◆ **Actions to take**
- A) According to the text on the silicon-containing sublayer, up to what percentage by weight of aluminum may the sublayer contain?
- B) Please continue the text on the silicon-containing sublayer and hydrophobic agents from the point where it stops.

◆ **Quoted text**
The silicon-containing sublayer is especially formed by a compound chosen from SiO_x, where x≦2, SiOC, SiON, SiOCN and Si₃N₄, it being possible for hydrogen to be combined in all proportions with SiO_x, where x≦2, SiOC, SiON and SiOCN. It may also contain aluminum, in particular up to 8% by weight, or carbon, Ti, Zr, Zn and B.

Mention may also be made of sublayers consisting of scratch-resistant lacquers, such as polysiloxanes, which have been applied as coating on polycarbonate substrates.

The silicon-containing sublayer when its surface is in the activated state has a thickness of between 20 nm and 250 nm, especially between 30 nm and 100 nm and in particular between 30 nm and 75 nm. It may have an RMS roughness of between 0.1 nm and 40 nm, in particular between a few nm and 30 nm. It may have an actual developed area at least 40% greater than the initial plane area. Under an SEM microscope, said sublayer may have the appearance of pumistone or of islands.

Moreover, the silicon-containing sublayer when its surface is in the activated state advantageously has a hardness such that it does not delaminate after 100 revolutions, and preferably up to 200 revolutions, in the Taber test.

The hydrophobic agent may be chosen from:

• • (a) alkylsilanes of formula (I):

CH₃(CH₂)_nSiR_mX_3-m   (I)

in which:

• • • n ranges from 0 to 30, more particularly from 0 to 18;
    • m=0, 1, 2 or 3;
    • R represents an optionally functionalized organic chain; and
    • X represents a hydrolyzable residue, such as an OR⁰ residue, where R⁰ represents hydrogen; or a linear, branched or cyclic, especially C₁-C₈, alkyl residue; or an aryl residue; or such as a halo, for example chloro, residue;
  • (b) compounds with grafted silicone chains, such as for example (CH₃)₃SiO [Si(CH₃)₂O]_q, with no specific limitation as regards the chain length (value of q) and the method of grafting;
  • (c) fluorosilanes, such as those of formula (II):

R¹-A-SiR_p²X_3-p   (II)

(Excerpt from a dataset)
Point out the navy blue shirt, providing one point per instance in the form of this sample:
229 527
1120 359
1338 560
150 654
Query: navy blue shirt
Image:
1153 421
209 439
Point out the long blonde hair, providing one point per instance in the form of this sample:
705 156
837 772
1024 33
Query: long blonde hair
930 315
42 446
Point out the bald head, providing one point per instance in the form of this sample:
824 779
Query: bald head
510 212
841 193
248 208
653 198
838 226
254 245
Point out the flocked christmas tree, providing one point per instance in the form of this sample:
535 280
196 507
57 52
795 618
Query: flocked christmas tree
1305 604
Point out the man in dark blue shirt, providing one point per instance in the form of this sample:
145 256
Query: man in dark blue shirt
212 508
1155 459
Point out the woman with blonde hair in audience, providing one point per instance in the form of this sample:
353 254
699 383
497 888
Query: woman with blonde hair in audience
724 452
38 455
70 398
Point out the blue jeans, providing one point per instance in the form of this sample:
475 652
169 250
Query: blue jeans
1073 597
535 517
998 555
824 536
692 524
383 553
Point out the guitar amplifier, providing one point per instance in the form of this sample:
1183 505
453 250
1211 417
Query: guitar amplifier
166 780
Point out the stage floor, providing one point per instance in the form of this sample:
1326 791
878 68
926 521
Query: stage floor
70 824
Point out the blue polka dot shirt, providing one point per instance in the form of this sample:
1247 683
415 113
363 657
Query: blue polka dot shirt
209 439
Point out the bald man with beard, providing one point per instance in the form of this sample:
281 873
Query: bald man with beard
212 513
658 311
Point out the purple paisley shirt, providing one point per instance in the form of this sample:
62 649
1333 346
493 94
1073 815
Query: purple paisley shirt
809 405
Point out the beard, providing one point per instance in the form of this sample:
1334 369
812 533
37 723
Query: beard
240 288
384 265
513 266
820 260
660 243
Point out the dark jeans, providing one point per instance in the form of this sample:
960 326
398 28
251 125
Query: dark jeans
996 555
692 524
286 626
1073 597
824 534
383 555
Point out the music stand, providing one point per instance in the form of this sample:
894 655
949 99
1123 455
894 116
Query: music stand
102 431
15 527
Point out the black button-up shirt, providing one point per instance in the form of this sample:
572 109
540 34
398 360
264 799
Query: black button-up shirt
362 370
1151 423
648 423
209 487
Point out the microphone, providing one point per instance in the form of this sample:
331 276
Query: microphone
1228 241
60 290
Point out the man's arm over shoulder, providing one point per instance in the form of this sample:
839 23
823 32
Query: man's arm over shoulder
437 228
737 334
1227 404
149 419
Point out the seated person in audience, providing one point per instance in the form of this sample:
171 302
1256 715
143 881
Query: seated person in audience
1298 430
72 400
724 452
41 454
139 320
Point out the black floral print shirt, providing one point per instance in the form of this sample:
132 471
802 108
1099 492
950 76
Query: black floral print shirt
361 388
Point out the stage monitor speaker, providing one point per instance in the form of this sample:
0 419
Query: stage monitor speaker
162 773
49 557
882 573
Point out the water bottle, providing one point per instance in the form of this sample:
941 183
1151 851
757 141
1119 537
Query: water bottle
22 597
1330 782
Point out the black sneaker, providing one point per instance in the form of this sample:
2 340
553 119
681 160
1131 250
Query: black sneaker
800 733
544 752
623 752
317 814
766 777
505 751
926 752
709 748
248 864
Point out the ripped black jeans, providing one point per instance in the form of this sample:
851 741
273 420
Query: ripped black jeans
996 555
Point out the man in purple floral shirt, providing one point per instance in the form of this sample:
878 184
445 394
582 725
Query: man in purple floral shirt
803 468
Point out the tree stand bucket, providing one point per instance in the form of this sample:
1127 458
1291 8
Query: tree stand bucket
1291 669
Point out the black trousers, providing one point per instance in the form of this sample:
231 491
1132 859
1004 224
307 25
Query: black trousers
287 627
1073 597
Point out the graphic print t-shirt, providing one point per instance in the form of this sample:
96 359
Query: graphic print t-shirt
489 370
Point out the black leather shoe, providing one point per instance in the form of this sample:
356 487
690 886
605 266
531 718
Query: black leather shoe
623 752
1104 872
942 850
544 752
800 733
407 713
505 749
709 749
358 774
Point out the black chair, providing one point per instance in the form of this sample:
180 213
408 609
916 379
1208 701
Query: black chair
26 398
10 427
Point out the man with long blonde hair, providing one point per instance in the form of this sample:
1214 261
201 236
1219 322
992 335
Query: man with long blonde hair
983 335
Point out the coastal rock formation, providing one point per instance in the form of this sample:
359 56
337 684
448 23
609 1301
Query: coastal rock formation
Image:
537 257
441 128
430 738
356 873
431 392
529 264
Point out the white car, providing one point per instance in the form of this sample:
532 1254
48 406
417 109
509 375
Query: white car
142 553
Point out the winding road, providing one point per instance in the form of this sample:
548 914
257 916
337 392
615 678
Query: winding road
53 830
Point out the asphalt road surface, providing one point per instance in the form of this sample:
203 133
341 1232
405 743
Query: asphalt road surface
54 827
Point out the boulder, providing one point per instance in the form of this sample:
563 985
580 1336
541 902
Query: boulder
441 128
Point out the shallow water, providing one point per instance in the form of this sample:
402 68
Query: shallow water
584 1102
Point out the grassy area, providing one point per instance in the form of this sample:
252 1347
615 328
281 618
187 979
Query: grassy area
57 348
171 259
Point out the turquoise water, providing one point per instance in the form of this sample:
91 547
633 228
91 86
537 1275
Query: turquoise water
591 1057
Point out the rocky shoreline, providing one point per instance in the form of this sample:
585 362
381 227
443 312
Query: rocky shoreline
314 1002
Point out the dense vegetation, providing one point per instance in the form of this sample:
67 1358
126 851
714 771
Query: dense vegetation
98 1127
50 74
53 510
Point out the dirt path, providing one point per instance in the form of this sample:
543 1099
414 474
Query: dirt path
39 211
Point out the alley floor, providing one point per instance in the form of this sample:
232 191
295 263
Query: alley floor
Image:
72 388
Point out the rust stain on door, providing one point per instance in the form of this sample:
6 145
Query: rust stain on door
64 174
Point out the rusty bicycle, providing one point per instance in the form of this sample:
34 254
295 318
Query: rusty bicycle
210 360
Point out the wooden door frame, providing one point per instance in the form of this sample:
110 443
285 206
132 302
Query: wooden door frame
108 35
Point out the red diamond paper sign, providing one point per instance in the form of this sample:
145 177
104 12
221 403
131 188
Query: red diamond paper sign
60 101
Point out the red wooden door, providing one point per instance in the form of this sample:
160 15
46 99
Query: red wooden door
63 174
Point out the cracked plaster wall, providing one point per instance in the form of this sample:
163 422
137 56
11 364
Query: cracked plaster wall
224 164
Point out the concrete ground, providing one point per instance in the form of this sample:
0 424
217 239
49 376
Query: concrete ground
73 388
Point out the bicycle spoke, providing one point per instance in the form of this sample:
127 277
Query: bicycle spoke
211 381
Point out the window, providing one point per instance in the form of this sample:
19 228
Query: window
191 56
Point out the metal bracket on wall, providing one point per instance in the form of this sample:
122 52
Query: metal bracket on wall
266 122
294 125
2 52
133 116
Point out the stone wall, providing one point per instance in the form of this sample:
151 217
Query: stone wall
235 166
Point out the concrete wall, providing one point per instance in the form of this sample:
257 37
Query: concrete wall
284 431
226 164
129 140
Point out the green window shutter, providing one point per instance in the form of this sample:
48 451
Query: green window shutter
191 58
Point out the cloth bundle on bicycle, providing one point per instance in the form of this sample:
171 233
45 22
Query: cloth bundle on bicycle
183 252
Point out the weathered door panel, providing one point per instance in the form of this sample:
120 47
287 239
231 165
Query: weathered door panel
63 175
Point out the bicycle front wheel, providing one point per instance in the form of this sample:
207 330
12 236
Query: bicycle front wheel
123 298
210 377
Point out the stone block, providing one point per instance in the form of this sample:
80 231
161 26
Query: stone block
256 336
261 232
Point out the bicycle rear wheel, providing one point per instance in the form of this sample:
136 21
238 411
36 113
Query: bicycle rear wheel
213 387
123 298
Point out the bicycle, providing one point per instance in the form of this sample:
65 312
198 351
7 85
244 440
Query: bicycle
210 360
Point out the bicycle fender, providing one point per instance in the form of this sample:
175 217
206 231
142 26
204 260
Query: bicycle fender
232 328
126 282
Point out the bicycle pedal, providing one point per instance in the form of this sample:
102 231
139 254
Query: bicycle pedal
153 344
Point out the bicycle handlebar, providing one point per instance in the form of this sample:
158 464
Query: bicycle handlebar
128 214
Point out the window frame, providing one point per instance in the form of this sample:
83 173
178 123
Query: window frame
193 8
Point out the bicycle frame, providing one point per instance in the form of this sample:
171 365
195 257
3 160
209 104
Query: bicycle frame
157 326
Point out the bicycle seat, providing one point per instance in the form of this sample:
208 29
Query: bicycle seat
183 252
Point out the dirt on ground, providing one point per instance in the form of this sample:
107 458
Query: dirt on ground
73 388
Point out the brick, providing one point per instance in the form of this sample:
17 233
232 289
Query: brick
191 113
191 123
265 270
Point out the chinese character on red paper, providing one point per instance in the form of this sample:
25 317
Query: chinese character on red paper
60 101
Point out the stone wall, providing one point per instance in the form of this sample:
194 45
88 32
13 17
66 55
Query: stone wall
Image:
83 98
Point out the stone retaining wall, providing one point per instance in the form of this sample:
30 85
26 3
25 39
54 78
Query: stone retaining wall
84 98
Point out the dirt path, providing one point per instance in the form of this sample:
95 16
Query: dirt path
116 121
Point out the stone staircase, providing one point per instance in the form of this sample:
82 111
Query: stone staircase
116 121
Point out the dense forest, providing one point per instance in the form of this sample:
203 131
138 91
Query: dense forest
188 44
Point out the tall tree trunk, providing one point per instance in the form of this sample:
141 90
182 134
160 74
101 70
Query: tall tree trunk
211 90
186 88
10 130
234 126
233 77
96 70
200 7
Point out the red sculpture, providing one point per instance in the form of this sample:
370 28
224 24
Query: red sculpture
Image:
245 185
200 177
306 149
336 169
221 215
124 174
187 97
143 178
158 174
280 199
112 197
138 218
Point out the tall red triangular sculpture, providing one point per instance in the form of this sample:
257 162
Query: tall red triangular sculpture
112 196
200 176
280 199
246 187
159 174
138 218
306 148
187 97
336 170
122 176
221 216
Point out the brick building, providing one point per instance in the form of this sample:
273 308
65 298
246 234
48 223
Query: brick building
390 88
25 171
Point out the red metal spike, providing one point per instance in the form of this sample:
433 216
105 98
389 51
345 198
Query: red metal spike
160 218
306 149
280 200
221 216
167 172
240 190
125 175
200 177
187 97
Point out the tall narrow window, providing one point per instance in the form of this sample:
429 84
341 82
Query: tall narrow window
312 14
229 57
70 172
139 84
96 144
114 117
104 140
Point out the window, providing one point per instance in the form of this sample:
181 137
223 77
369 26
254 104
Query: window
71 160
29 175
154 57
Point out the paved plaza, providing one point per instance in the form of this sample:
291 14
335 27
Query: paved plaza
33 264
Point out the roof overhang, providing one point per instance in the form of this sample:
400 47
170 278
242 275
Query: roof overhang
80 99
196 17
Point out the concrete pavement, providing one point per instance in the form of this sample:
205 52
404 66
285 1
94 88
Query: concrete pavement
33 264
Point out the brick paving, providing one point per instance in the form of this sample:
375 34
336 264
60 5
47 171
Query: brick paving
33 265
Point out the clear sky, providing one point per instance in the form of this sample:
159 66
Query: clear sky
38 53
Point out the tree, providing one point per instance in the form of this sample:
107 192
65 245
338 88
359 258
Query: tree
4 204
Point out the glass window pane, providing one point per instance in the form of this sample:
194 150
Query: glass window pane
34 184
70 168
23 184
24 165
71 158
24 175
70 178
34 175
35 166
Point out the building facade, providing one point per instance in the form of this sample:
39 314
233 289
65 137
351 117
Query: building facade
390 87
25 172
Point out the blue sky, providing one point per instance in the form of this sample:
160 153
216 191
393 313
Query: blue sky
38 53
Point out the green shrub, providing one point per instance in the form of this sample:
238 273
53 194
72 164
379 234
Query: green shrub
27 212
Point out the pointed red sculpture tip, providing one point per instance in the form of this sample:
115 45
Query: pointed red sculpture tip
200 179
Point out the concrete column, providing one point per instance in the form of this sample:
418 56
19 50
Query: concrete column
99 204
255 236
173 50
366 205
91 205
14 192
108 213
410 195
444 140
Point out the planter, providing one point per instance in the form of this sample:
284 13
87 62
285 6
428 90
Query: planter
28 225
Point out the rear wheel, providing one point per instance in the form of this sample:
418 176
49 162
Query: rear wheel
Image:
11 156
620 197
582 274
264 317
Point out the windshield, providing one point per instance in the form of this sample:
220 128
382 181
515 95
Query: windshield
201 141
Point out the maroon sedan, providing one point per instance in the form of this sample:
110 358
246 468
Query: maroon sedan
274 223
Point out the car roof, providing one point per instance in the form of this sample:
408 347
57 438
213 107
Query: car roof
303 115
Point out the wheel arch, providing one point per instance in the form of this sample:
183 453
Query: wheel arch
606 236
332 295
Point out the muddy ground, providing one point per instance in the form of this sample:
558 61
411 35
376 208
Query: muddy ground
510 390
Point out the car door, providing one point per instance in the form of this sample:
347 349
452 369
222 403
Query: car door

◆ **Written answers**
- A) Up to 8% by weight.

- B)
in which:

• • • R¹ represents an especially C₁-C₉ monofluoroalkyl, oligofluoroalkyl or perfluoroalkyl residue; or a monoaryl, oligoaryl or perfluoroaryl residue;
    • A represents a hydrocarbon chain, optionally interrupted by a heteroatom such as O or S;
    • R² represents a linear, branched or cyclic, especially C₁-C₈, alkyl residue, or an aryl residue;
    • X represents a hydrolyzable residue, such as an OR³ residue, where R³ represents hydrogen or a linear, branched or cyclic, especially C₁-C₈, alkyl residue; or an aryl residue; or such as a halo, for example chloro, residue; and
    • p=0, 1 or 2.

An example of an alkylsilane of formula (I) is octadecyltrichlorosilane (OTS).

The preferred hydrophobic agents are fluorosilanes (c), in particular those of formula (II), particular examples of the latter being those of formula:

CF₃—(CF₂)_n—(CH₂)₂—Si(R⁴)₃

in which:

• • R⁴ represents a lower alkyl residue; and
  • n is between 7 and 11.

The layer of hydrophobic agent has for example a thickness of between 1 and 100 nm, preferably between 2 and 50 nm.

The layer of fluorosilane may have a weight per unit area of grafted fluorine of between 0.1 μg/cm² and 3.5 μg/cm², in particular between 0.2 μg/cm² and 3 μg/cm².

The subject of the present invention is also a process for manufacturing a substrate as defined above, characterized in that a coating layer of hydrophobic agent is deposited, in at least one pass, on the surface of a silicon-containing mineral layer formed at least partly on the surface of the substrate, said deposition of the hydrophobic agent taking place while said surface is in the activated state.

An activated surface of the silicon-containing mineral layer may be obtained by depositing it under conditions in which its surface is obtained directly in the activated state. This is what occurs if a silicon-containing layer is deposited, cold, by PECVD (plasma enhanced chemical vapor deposition) or by magnetron and/or ion-beam sputtering.

This is because, in such processes, the growth of the layer takes place using reactive species (ions, radicals, neutrals, etc.) which combine to form the coating. The surface of the coating is therefore by nature in an off-equilibrium state. In addition, this layer may be directly in contact with the plasma gas during growth, which will further increase the activity of the surface and its reactivity (as in the PECVD process).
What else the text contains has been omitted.